[Dataset records]

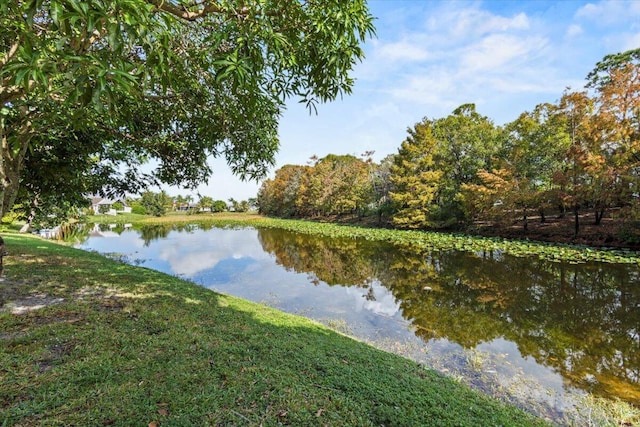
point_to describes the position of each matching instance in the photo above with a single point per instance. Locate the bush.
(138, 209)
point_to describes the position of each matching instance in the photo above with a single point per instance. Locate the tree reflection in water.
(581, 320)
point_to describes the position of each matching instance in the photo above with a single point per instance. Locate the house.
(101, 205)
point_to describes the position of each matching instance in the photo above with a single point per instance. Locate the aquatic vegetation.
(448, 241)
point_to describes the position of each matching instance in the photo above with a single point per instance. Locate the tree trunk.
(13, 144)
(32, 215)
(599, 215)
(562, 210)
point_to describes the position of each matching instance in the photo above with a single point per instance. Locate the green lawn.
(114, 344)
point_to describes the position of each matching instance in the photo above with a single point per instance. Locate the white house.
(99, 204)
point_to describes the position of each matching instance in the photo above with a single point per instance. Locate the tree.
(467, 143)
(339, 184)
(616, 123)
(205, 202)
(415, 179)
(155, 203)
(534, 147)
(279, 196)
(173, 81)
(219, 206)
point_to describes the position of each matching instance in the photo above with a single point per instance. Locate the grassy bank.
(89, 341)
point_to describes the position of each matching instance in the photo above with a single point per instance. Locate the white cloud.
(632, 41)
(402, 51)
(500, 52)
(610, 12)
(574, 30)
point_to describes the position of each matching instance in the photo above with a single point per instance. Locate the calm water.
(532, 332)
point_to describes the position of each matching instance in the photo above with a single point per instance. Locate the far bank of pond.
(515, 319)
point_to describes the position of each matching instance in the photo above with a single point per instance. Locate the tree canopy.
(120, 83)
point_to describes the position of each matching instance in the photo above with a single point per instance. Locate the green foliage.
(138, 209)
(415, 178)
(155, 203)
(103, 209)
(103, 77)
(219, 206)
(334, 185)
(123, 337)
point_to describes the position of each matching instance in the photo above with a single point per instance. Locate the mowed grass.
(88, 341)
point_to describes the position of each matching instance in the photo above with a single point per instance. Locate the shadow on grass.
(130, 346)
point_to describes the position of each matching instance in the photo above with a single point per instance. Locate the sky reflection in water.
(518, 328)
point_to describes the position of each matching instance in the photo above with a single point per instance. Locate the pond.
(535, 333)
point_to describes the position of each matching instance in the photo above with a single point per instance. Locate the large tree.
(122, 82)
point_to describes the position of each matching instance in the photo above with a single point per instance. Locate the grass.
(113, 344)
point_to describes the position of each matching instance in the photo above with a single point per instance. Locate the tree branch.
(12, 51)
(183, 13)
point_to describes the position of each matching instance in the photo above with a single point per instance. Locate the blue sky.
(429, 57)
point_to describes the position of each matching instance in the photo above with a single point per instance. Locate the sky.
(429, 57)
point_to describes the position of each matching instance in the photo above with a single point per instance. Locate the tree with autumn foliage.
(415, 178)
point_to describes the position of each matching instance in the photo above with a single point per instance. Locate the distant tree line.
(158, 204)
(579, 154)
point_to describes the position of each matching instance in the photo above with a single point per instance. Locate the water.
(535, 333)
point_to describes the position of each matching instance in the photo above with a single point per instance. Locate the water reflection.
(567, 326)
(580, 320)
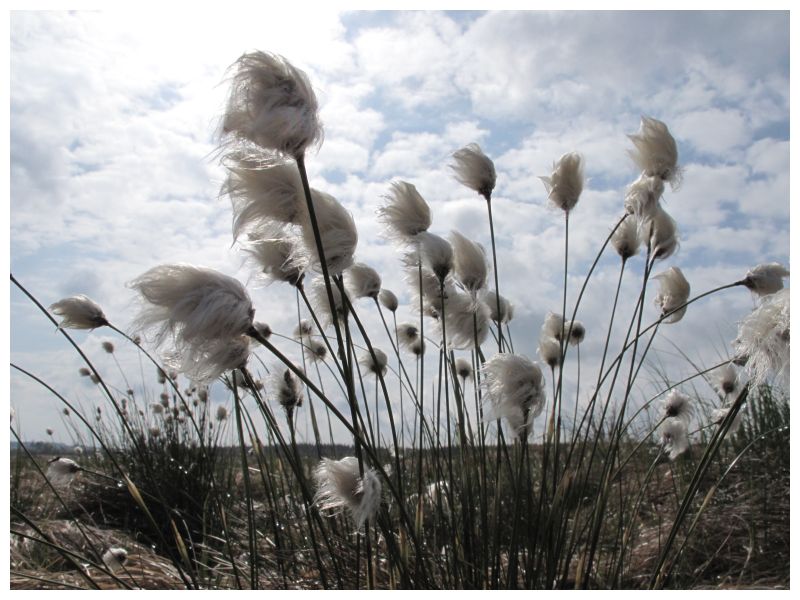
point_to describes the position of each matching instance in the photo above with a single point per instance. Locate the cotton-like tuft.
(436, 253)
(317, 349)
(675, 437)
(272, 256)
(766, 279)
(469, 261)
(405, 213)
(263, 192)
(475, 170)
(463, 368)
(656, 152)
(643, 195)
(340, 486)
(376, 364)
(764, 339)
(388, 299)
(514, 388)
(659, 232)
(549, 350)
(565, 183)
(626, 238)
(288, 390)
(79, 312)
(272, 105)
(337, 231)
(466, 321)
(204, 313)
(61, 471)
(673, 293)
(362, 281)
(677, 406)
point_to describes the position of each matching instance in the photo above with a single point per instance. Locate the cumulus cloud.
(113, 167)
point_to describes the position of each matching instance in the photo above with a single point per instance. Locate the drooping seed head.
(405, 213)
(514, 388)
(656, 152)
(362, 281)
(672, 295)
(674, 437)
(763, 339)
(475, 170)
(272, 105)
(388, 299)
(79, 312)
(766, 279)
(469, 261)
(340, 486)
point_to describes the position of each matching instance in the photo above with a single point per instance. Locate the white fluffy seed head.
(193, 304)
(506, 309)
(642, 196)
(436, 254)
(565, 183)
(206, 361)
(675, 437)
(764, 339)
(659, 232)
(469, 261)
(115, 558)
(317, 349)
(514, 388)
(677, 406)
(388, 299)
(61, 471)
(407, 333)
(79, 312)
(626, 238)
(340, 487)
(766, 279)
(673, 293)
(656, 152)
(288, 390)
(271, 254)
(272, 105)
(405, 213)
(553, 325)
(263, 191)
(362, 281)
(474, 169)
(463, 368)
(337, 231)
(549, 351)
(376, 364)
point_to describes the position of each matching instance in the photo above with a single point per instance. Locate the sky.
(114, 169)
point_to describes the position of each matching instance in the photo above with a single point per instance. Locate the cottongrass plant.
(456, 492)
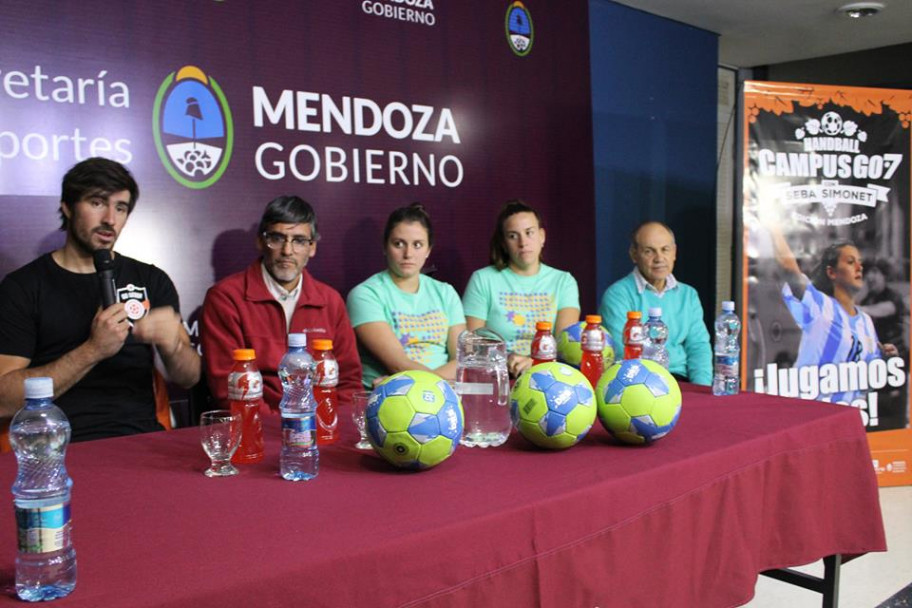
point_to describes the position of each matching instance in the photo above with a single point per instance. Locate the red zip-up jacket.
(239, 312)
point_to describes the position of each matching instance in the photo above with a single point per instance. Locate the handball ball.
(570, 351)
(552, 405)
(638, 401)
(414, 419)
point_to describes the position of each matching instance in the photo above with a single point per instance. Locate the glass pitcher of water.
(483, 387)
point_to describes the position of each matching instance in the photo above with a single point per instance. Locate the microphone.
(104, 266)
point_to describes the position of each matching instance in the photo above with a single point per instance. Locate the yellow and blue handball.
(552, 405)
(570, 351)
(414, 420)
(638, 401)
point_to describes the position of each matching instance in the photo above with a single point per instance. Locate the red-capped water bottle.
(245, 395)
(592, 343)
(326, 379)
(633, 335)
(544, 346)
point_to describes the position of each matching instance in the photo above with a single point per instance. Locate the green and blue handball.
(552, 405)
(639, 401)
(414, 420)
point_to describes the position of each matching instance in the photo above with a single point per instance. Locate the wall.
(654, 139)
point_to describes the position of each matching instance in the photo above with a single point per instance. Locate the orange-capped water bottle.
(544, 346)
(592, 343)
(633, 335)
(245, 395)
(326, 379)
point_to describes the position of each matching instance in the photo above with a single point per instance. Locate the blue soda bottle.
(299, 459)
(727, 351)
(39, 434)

• _Your instructions_:
Copy the data above verbatim, covering every line from start to finish, but omit the pictures from your answer.

• _Output for this exercise_:
point_to describes the position of each matching instance in the photo above with a single point per instance. Locate the bush.
(138, 209)
point_to describes the position of each matching instance in the photo above with a single point per instance. Locate the tree reflection in water.
(581, 320)
point_to describes the position of each matching instance in the photo above with a single point per instance. Locate the house.
(101, 205)
point_to describes the position of each matching instance in the photo above with a single point per instance. Locate the aquatic vegetation.
(448, 241)
point_to describes the position of each matching instance in the photo above with a single point per instance. Locate the tree trunk.
(13, 144)
(32, 215)
(599, 215)
(562, 210)
point_to describes the position of each matching instance in the photo above with a single point per instance. Locate the green lawn.
(114, 344)
point_to describes the position of each matching instance in the photo above with a single point per instance. Locate the white house.
(99, 204)
point_to describes the position of each matching instance in the photo above with a single point per instance. Locate the tree.
(467, 143)
(339, 184)
(616, 123)
(205, 202)
(415, 179)
(155, 203)
(534, 147)
(279, 196)
(173, 81)
(219, 206)
point_to describes the position of each matching instance in the photo above with a single point per instance. Locate the grassy bank.
(89, 341)
point_to describes the position of each matching instance in the photo above with a single point per instance. Locate the white cloud.
(632, 41)
(402, 51)
(500, 52)
(610, 12)
(574, 30)
point_to describes the position of each matching instance in the photo above with a single point per instance. Locate the calm water.
(532, 332)
point_to describes the position of each matching instance in the photo above with a single point per instance. Locate the far bank of pond.
(515, 319)
point_to describes the position of each matching instance in the photo above with a single point per instance. Locate the tree canopy.
(120, 83)
point_to describes the position of each matching instance in the photo above with a single point per instance. Locate the green foliage.
(138, 209)
(415, 178)
(155, 203)
(103, 209)
(103, 77)
(219, 206)
(334, 185)
(123, 337)
point_to describes the position of each matching instance in the photo above with a single point per instance. Locate the mowed grass.
(88, 341)
point_to describes the position of each matching instance in the photo above with a single point per instance. Locate the shadow on grass.
(130, 346)
point_to describes the position of each matching instance in the photo above with a single point per instance. Locate the sky reflection in water.
(518, 328)
point_to describes the position of each matching instance in the photo above with a single point per instance. Locate the pond.
(535, 333)
point_to describes the position of each matching instance in the photo above with a single point per instance. Locate the large tree.
(122, 82)
point_to describes the position of each matching instance in the photo above with a single point per instance. Locate the grass.
(113, 344)
point_to describes the position of each matching instance in the photo above with a single point per instance. Locate the tree branch.
(12, 51)
(183, 13)
point_to describes the position of each matching instance in the photo above with a single point per instance. Locate the blue sky.
(429, 57)
point_to describes the position of each matching instance in the photo above with a single point per instance. Locate the sky.
(429, 57)
point_to describes the position of each matching instance in the photo above with a single point per instance. Locate the tree with autumn foliage.
(415, 178)
point_to describes the position of each matching instance in the photo above with a single point per instance. Locate the distant tree line.
(158, 204)
(579, 154)
point_to describes the position of each matching instance in the photo above with a single point per instance. Locate the water.
(535, 333)
point_to describes the position of each matching instance in the photo above with a single point per instance. Locate the water reflection.
(567, 326)
(580, 320)
point_to describes the position of each matching instance in the photo above with a single point per instance. Locate the cotton-like tuft.
(436, 253)
(317, 349)
(675, 437)
(272, 256)
(766, 279)
(469, 261)
(405, 213)
(263, 192)
(475, 170)
(463, 368)
(656, 152)
(643, 195)
(340, 486)
(376, 364)
(764, 339)
(388, 299)
(514, 388)
(659, 232)
(549, 350)
(565, 183)
(626, 238)
(288, 390)
(79, 312)
(272, 105)
(337, 231)
(466, 321)
(204, 313)
(61, 471)
(673, 293)
(362, 281)
(677, 406)
point_to describes the position of each matching instance in the photo above with a single point per instance. Locate the cumulus cloud.
(113, 167)
point_to describes the position of each matching instance in the photo above with a single point per instance. Locate the drooping seed head.
(405, 213)
(514, 388)
(656, 152)
(362, 281)
(672, 295)
(674, 437)
(763, 339)
(475, 170)
(272, 105)
(388, 299)
(79, 312)
(766, 279)
(469, 261)
(340, 486)
point_to describes the position of each matching instance in the photo above with a single point per instance. Locate the white fluffy seed head.
(193, 304)
(506, 309)
(642, 196)
(436, 254)
(565, 183)
(206, 361)
(675, 437)
(764, 339)
(659, 232)
(469, 261)
(115, 558)
(317, 349)
(514, 388)
(677, 406)
(388, 299)
(61, 471)
(407, 333)
(79, 312)
(626, 238)
(340, 487)
(766, 279)
(673, 293)
(656, 152)
(288, 390)
(271, 254)
(272, 105)
(405, 213)
(553, 325)
(263, 191)
(362, 281)
(474, 169)
(463, 368)
(337, 231)
(549, 351)
(376, 364)
point_to describes the position of each matching instance in the photo above with a single point per instance. Locate the sky.
(114, 169)
point_to describes the position of each matching instance in the photo above with a single point per instance. Locate the cottongrass plant.
(456, 492)
point_to describes the position of each matching instance in the photo above with a single point per instance. Locate the red zip-up jacket.
(239, 312)
point_to describes the position of each matching instance in the photo above with a single point per instance. Locate the handball ball.
(570, 351)
(552, 405)
(638, 401)
(414, 419)
point_to describes the position of each matching instance in the photo above with a single point per instance. Locate the glass pitcher of water.
(483, 387)
point_to describes the position of each matching instance in the photo above with a single point per instance. Locate the microphone.
(104, 266)
point_to describes the position of each matching instance in the photo above with a single point per instance. Locate the yellow and blue handball.
(552, 405)
(570, 351)
(414, 420)
(638, 401)
point_to describes the position of each matching instance in the photo above with a single point per instance. Locate the red-capped water bottle.
(245, 395)
(592, 343)
(326, 379)
(633, 335)
(544, 346)
point_to describes the position of each matching instance in the photo above with a single point per instance. Locate the green and blue handball.
(552, 405)
(639, 401)
(414, 420)
point_to describes the position of each matching instance in the photo above with a single point per instance. Locate the wall.
(654, 139)
point_to describes the position of each matching instance in the photo above with a single point per instance. Locate the orange-capped water bottle.
(544, 346)
(592, 343)
(633, 335)
(245, 395)
(326, 379)
point_to describes the position of each matching instance in the photo above with a single point per instance. Locate the blue soda bottle.
(299, 459)
(727, 351)
(39, 434)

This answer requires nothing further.